Sheela Bhatt reports from Firozabad, the country's centre for glass bangles, on what life is like for its workers in the wake of the lockdown.
Photographs and videos: Sheela Bhatt.
From Agra I drive down to Firozabad, an industrial city in Uttar Pradesh famed for its decades-old business of chudiyas (glass bangles). The city sustains more than 800,000 people directly and indirectly in the age-old business of making glass bangles.
In highly inhuman conditions, amidst unbearable heat, poor workers make glass bangles that are supplied all over India.
Every other household in the poorer localities of Firozbad is involved in making bangles. At Shyam Nagar in Karbala, Vinod Kumar is sitting in an open area outside his home.
"Shyam Nagar is a 100 per cent chudiya kamgar colony. Yahan log roz kamakar roz khate hain (we are all daily wage earners). Everybody works on an hourly basis," says Vinod Kumar.
"Our income is based on buffing bangles. Our entire family is engaged in the bangle industry. To all of us, this lockdown is unbearable, unsustainable. On a regular day, we skip lunch even, because the more we heat two ends of bangles the more we earn."
Seeing us speak, more than 30 people encircled us in no time.
Looking at my concerned expression, Vinod Kumar says there is no social distancing inside the colony.
"Ghutan hoti hai (it feels claustrophobic)," one woman says.
Het Singh, who works for the Samajwadi Party, is unhappy with the UP government. "Since the lockdown, no sarkari officer has entered our colony. We have 8,000 voters in the area, and more than 5,000 work in bangle factories or earn from it," says Singh.
"Chakka jam hai, majdoor pareshan hai (the factories are closed, workers are troubled). I met our area's additional district magistrate to give us rations. He said the ration supply will start after the survey," Singh adds.
Mithilesh, below, shows me how, four months ago, the government without notice cancelled her ration card.
A widow, she asks, "How will I get the ration provided by the government now? With no work, I don't have money even to buy milk."
Everyone in Shyam Nagar is angry with local traders who, they allege, sell milk and foodstuffs at hiked prices.
Mithilesh's son Govind is worried about another issue.
In the cities, particularly in New Delhi, people were extremely disturbed to see visuals of migrant labourers at the Anand Vihar bus stand after the lockdown was enforced.
On the other hand, the same visuals have created tension in UP, Madhya Pradesh and Bihar.

◆ Source data
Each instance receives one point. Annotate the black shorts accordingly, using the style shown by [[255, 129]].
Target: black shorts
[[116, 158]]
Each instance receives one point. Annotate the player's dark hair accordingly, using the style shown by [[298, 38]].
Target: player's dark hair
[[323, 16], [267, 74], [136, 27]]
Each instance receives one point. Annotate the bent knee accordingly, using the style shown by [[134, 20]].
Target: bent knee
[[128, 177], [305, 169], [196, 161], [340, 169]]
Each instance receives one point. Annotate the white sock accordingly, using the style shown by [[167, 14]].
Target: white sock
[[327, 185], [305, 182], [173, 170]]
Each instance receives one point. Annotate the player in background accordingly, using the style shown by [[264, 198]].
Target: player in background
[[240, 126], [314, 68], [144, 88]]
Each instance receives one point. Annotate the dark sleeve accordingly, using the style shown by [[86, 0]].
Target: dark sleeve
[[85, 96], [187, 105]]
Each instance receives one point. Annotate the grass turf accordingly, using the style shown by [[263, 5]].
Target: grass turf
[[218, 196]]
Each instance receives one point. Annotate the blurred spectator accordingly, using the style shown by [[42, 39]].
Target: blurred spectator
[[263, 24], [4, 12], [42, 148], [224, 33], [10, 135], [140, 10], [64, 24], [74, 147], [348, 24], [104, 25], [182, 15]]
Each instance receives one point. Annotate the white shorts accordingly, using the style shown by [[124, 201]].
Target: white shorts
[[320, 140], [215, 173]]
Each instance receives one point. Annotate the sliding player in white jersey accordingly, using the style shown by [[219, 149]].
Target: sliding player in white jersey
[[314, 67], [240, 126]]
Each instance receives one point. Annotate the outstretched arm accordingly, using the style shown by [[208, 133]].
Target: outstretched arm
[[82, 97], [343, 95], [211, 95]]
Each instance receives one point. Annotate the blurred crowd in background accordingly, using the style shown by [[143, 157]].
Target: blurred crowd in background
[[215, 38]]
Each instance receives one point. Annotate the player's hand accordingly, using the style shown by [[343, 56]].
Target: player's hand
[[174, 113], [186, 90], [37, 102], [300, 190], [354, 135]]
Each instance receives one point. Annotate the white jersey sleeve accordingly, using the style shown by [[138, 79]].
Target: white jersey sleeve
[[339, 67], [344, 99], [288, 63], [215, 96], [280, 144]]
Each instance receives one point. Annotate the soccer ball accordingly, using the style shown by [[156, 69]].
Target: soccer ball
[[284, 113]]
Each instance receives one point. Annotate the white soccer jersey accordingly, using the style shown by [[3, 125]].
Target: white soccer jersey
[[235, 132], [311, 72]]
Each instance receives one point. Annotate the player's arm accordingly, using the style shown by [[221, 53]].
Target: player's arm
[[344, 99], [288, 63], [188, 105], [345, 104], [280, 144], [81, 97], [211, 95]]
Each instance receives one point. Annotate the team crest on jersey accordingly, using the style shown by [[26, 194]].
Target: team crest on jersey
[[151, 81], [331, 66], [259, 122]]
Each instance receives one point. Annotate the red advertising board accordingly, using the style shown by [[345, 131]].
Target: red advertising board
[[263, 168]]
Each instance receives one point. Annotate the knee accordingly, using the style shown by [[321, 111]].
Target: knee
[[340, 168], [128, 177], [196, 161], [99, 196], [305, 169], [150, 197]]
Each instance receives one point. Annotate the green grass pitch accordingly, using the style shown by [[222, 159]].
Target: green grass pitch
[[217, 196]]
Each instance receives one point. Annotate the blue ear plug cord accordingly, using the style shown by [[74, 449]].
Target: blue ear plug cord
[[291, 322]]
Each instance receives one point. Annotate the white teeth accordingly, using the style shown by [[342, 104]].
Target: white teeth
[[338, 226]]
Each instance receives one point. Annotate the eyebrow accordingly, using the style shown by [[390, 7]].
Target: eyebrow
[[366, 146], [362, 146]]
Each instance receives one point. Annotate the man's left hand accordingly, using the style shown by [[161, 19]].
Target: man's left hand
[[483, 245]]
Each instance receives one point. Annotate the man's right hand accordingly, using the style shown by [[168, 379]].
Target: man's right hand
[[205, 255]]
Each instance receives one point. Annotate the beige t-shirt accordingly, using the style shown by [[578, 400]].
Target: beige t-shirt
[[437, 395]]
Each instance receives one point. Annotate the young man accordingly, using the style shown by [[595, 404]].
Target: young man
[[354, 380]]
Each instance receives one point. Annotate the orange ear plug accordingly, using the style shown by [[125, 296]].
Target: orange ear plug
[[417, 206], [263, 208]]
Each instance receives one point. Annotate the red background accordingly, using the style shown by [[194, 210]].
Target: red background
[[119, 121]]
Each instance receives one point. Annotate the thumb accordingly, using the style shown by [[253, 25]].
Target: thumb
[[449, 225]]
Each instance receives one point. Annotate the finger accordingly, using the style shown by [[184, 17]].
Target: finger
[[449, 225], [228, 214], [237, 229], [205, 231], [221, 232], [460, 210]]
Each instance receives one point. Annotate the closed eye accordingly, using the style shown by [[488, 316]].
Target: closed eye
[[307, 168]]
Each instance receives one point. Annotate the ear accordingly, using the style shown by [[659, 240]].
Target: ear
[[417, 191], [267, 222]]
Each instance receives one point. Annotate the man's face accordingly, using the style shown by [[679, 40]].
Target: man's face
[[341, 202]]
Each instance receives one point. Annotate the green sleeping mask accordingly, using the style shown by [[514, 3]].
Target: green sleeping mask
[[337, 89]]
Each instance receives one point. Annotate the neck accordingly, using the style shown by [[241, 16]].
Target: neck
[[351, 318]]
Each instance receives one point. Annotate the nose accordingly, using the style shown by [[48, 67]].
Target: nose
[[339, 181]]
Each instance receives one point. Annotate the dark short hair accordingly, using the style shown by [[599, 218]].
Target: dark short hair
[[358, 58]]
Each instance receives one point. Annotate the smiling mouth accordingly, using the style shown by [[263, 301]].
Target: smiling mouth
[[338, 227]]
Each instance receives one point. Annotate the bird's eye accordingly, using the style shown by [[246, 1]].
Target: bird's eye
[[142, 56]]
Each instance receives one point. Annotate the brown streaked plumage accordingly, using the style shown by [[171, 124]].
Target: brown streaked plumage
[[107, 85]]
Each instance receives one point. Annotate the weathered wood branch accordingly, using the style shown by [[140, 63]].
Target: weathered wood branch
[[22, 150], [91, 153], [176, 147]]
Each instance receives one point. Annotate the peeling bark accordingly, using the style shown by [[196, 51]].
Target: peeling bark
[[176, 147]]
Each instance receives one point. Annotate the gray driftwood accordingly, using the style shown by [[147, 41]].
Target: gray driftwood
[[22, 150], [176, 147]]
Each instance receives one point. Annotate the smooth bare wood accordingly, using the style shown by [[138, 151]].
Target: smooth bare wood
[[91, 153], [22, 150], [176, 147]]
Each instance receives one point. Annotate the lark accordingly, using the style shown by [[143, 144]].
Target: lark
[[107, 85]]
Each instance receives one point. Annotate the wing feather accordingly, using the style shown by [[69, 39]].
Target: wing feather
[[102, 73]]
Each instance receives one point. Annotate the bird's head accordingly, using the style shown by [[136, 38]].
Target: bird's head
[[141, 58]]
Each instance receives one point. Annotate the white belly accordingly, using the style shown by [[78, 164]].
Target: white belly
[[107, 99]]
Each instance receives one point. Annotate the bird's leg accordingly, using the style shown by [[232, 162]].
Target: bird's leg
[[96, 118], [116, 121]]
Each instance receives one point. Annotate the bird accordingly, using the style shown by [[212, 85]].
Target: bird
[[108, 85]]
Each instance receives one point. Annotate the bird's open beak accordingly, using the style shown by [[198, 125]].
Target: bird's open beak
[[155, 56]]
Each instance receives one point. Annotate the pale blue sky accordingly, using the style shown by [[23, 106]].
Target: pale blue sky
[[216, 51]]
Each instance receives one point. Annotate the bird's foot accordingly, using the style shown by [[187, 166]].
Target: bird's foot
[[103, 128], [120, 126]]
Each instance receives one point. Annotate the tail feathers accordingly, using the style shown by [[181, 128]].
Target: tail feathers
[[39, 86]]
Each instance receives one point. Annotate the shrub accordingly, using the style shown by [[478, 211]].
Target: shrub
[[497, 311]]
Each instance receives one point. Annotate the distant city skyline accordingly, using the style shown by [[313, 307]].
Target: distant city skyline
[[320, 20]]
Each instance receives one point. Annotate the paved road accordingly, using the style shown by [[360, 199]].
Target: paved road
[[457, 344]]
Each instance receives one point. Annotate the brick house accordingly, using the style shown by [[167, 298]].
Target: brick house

◆ EXERCISE INSTRUCTIONS
Transcribe the stretch of the Firozabad bangle report from "A widow, she" through "at hiked prices.", word for word.

◆ ANSWER TO THIS PROBLEM
A widow, she asks, "How will I get the ration provided by the government now? With no work, I don't have money even to buy milk."
Everyone in Shyam Nagar is angry with local traders who, they allege, sell milk and foodstuffs at hiked prices.